Can you repeat every line of the material below verbatim, leaving the pictures out of your answer?

# Start of Entries provided

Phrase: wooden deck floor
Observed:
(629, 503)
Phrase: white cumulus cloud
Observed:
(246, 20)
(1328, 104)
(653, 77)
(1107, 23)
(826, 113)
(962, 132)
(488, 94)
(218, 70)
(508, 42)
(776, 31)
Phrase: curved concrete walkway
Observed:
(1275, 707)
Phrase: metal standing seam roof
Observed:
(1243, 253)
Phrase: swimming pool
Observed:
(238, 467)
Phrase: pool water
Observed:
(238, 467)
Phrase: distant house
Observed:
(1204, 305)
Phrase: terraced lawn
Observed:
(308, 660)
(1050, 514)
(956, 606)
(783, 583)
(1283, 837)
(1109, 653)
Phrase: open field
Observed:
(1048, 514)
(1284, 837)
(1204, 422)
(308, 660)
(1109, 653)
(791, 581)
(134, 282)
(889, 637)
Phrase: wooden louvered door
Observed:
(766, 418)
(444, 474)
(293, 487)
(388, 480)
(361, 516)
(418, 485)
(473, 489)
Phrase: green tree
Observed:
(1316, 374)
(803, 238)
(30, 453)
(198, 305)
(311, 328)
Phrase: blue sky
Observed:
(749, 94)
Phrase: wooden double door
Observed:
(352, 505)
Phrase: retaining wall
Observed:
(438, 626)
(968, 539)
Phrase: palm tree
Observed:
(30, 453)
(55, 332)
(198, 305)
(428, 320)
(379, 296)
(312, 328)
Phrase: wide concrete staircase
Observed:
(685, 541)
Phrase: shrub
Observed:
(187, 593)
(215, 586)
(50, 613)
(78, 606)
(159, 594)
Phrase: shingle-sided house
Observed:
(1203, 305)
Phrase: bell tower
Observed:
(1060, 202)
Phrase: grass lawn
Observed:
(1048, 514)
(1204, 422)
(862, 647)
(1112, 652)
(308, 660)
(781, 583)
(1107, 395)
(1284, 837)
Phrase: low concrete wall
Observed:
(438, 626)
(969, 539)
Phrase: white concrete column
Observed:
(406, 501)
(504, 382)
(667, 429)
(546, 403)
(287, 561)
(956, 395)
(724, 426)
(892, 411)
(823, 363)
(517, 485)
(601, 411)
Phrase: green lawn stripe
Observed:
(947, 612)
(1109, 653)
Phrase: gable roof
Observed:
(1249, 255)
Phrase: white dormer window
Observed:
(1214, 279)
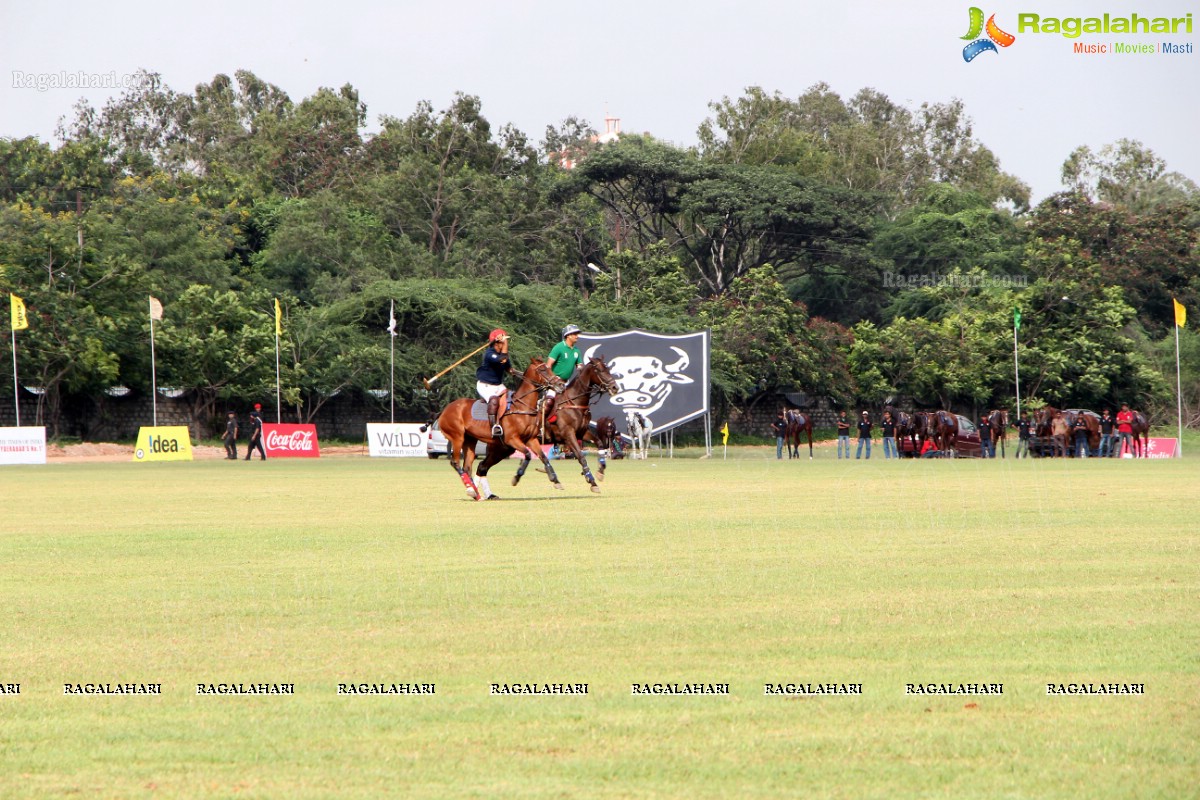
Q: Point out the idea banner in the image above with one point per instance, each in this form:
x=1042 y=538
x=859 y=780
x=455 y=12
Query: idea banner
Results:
x=1161 y=447
x=167 y=443
x=291 y=440
x=25 y=445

# End of Entries provided

| Task response |
Phrase: wooden deck floor
Observed:
(629, 503)
Phrase: white cumulus cloud
Observed:
(246, 20)
(1328, 104)
(653, 77)
(1107, 23)
(826, 113)
(962, 132)
(488, 94)
(218, 70)
(508, 42)
(776, 31)
Phrase: curved concrete walkway
Observed:
(1275, 707)
Phrase: metal standing seam roof
Observed:
(1243, 253)
Phrase: swimming pool
Observed:
(238, 467)
Phrase: pool water
Observed:
(238, 467)
Phrase: distant house
Observed:
(1204, 305)
Phrase: terraced lawn
Observed:
(308, 660)
(1050, 514)
(956, 606)
(783, 583)
(1283, 837)
(1109, 653)
Phrase: open field
Observed:
(1048, 514)
(1284, 837)
(1204, 422)
(308, 660)
(1109, 653)
(791, 581)
(134, 282)
(889, 637)
Phrase: wooden louvered door
Observed:
(766, 418)
(444, 474)
(293, 487)
(388, 480)
(361, 516)
(418, 485)
(473, 489)
Phrase: green tree
Observed:
(1316, 374)
(803, 238)
(30, 453)
(198, 305)
(311, 328)
Phrase: blue sky
Observed:
(749, 94)
Phrase: wooden double door
Observed:
(352, 505)
Phrase: retaining wall
Observed:
(438, 626)
(968, 539)
Phrase: palm tree
Observed:
(30, 453)
(55, 332)
(198, 305)
(428, 320)
(379, 296)
(312, 328)
Phrase: wide concrete staircase
Observed:
(685, 541)
Phrase: shrub
Observed:
(187, 593)
(215, 586)
(50, 613)
(78, 606)
(159, 594)
Phrase: shingle-sided house
Observed:
(1203, 305)
Phrase: bell tower
Observed:
(1060, 202)
Phrase: grass lawn
Observed:
(1048, 514)
(1204, 422)
(862, 647)
(1112, 652)
(308, 660)
(781, 583)
(1107, 395)
(1284, 837)
Phrase: low concrete wall
Observed:
(438, 626)
(969, 539)
Phrase: white concrete column
Observed:
(406, 501)
(504, 382)
(667, 429)
(546, 403)
(287, 561)
(956, 395)
(724, 426)
(892, 411)
(823, 363)
(517, 485)
(601, 411)
Phrase: green lawn stripe
Observed:
(947, 612)
(1109, 653)
Phrase: gable roof
Observed:
(1249, 255)
Phrase: white dormer window
Observed:
(1214, 279)
Q: Point out the idea banner in the image above with one point per instance, each in this form:
x=1042 y=538
x=859 y=780
x=455 y=12
Query: idea banner
Results:
x=1161 y=447
x=167 y=443
x=291 y=440
x=25 y=445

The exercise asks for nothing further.